Director: Camille Bozec, Sean Buckelew, Vincent Tsui Screenwriter: Joe Bennett, Steve Hely, Emma Barrie, Jean Kyoung Frazier, Jon Foor, Karey Dornetto, Dan Schofield, Sophie Kriegel Cast: Dave King, Emily Pendergast, Mike Judge, Martha Kelly, Joseph Lee Anderson Distributor: Adult Swim Running Time: 22 min. x 10 episodes MPAA: TV-MA

In the spirit of Twin Peaks, Common Side Effects is an adult animated series that starts with an alluring premise and spins it into realms of the surreal, philosophical, and absurd. It’d be easy to see this idea of immortality from one perspective, but creators Joseph Bennett and Steve Hely never make their show that easy to figure out. They also know how to find just the right moments of comedy, treating a story of conspiracy with earnestness amid its odd designs of characters with big heads and small hands. But even with those cartoony designs, a sense of realism is ground into the dialogue and locations, making this whole season feel like an entrancing fever dream.

* RECORDS PROVIDED *

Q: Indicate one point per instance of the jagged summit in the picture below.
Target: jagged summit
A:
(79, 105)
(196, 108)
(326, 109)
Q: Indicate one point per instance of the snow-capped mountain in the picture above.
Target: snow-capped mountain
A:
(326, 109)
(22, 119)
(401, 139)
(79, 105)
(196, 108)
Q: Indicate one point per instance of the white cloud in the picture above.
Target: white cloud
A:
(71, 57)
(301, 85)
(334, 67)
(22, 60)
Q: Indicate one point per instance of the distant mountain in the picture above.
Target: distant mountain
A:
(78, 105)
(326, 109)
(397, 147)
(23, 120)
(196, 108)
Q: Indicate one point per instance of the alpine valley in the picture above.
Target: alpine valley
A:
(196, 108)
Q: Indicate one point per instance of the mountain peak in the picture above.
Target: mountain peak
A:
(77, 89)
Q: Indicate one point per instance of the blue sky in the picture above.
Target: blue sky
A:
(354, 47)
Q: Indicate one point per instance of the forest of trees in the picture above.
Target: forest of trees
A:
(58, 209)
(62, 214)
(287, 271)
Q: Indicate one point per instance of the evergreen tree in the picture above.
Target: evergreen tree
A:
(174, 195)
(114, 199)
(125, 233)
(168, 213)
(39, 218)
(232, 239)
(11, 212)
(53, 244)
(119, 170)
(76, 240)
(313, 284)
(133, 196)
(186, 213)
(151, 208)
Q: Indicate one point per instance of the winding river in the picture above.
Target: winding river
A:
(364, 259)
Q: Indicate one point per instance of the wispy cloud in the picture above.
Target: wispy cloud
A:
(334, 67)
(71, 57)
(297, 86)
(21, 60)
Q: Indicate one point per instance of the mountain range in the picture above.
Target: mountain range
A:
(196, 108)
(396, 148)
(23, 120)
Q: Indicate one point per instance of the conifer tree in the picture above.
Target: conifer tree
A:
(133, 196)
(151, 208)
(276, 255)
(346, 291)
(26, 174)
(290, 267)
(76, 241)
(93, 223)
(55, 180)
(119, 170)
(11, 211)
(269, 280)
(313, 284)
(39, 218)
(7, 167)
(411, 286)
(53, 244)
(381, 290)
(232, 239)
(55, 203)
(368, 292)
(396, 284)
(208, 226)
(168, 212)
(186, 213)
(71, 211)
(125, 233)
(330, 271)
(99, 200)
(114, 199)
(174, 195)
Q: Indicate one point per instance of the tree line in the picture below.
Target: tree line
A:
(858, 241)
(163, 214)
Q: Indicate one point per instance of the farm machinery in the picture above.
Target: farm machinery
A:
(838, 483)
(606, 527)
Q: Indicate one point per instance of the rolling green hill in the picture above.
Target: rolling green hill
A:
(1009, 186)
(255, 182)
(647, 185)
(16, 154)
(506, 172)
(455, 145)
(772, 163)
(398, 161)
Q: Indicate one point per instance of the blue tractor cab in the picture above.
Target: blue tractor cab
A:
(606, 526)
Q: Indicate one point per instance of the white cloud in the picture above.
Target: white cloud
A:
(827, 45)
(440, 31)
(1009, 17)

==

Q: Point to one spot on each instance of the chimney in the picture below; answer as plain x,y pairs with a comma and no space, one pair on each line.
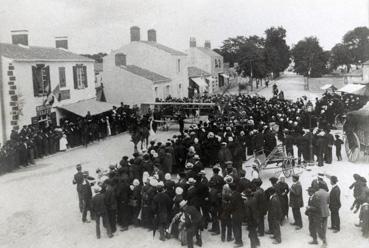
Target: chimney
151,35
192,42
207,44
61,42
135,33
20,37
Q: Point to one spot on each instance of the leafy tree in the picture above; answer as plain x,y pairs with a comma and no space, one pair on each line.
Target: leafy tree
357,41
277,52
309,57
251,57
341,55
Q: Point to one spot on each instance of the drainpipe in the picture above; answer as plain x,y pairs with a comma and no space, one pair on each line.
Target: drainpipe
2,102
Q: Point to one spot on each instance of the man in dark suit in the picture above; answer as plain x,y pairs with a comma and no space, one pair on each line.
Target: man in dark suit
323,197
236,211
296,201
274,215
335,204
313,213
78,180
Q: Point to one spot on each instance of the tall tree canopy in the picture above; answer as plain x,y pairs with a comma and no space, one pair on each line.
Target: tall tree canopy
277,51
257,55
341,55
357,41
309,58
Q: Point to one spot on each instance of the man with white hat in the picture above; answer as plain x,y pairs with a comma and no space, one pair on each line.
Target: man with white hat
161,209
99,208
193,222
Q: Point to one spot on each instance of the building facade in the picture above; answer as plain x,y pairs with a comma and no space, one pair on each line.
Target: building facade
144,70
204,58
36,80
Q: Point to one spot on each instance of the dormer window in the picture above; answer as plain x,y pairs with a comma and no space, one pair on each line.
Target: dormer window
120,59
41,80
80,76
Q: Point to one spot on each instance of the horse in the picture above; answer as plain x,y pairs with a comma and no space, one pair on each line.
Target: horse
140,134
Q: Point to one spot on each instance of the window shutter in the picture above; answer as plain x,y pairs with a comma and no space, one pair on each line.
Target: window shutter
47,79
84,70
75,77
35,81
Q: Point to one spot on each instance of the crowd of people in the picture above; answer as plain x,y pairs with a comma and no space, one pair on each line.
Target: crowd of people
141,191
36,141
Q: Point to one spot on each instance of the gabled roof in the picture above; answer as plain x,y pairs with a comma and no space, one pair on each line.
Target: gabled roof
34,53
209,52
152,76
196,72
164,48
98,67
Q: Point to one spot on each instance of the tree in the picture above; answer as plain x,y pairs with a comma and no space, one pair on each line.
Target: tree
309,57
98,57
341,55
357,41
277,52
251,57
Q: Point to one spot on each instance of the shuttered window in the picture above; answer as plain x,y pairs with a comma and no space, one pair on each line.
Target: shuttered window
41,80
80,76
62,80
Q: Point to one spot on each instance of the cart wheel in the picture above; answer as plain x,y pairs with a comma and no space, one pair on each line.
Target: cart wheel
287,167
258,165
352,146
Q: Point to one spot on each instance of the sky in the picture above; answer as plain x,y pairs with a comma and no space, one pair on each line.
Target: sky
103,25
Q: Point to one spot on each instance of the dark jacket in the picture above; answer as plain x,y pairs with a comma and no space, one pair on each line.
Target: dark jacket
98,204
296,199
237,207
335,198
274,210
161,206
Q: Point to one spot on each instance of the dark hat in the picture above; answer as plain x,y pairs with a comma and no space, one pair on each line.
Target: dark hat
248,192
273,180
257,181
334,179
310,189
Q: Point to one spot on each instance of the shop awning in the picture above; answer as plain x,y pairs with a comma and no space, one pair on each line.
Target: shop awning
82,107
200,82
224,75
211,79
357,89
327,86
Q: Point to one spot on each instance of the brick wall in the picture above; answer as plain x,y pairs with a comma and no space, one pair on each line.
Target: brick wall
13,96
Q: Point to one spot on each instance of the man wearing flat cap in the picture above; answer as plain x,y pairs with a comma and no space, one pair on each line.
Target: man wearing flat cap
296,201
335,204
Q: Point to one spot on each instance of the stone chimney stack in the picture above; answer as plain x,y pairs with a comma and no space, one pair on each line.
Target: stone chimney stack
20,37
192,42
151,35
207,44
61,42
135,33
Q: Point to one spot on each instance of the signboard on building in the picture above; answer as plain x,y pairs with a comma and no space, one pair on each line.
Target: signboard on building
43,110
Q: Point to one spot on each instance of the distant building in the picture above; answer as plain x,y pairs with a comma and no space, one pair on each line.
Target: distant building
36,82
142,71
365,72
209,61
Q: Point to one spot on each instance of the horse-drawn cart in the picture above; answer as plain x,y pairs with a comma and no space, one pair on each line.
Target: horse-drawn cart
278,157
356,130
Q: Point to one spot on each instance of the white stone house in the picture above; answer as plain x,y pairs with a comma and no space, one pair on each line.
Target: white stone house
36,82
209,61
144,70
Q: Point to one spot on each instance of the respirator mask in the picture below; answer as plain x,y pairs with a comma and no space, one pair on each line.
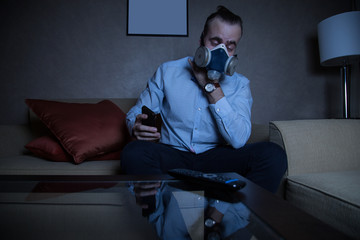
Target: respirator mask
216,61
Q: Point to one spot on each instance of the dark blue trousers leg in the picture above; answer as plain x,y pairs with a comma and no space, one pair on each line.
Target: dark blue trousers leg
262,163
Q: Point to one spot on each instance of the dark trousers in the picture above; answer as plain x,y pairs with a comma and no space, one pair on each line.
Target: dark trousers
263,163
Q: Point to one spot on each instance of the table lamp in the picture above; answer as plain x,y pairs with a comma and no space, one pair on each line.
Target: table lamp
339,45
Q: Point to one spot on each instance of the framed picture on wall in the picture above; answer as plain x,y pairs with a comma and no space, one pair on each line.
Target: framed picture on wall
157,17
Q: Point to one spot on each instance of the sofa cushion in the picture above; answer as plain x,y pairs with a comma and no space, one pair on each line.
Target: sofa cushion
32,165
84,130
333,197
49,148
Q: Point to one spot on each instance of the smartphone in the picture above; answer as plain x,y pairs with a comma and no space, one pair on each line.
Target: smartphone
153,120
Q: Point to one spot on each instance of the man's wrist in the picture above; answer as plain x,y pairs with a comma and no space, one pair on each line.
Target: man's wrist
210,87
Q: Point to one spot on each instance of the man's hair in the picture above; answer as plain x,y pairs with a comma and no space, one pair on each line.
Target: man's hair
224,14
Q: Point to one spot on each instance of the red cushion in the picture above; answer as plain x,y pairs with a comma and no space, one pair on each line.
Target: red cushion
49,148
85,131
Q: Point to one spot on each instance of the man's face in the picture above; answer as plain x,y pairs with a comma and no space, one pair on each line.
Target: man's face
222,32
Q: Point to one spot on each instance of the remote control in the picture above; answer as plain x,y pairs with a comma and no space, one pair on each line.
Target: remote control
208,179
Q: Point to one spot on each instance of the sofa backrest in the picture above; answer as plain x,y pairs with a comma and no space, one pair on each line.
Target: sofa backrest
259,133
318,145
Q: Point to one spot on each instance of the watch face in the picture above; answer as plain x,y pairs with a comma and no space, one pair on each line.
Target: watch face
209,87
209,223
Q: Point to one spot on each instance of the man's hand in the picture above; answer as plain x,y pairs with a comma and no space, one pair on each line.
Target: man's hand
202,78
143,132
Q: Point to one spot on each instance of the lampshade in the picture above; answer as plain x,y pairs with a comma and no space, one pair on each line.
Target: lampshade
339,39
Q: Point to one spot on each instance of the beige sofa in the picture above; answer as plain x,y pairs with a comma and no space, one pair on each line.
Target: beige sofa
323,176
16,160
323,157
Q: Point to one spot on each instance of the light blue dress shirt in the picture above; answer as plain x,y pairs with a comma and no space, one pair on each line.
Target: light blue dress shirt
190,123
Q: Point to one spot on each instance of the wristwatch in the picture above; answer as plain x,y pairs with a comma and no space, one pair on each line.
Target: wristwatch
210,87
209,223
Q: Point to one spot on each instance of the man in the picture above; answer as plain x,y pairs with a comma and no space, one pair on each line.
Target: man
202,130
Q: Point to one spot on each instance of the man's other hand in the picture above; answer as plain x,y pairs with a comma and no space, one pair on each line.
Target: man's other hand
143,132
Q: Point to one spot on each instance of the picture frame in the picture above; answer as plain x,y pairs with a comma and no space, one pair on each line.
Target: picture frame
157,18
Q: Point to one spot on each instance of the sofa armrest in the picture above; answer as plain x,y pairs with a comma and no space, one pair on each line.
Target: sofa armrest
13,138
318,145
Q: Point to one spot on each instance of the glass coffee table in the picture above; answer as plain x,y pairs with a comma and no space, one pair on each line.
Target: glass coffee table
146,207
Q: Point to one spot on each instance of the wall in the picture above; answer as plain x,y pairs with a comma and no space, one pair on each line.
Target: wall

* ACTION ITEM *
Reproduce the part of the Common Side Effects review between "In the spirit" and "entrancing fever dream.", inclusive. The entries come from a source unrelated to the review of Common Side Effects.

* RESPONSE BOX *
In the spirit of Twin Peaks, Common Side Effects is an adult animated series that starts with an alluring premise and spins it into realms of the surreal, philosophical, and absurd. It’d be easy to see this idea of immortality from one perspective, but creators Joseph Bennett and Steve Hely never make their show that easy to figure out. They also know how to find just the right moments of comedy, treating a story of conspiracy with earnestness amid its odd designs of characters with big heads and small hands. But even with those cartoony designs, a sense of realism is ground into the dialogue and locations, making this whole season feel like an entrancing fever dream.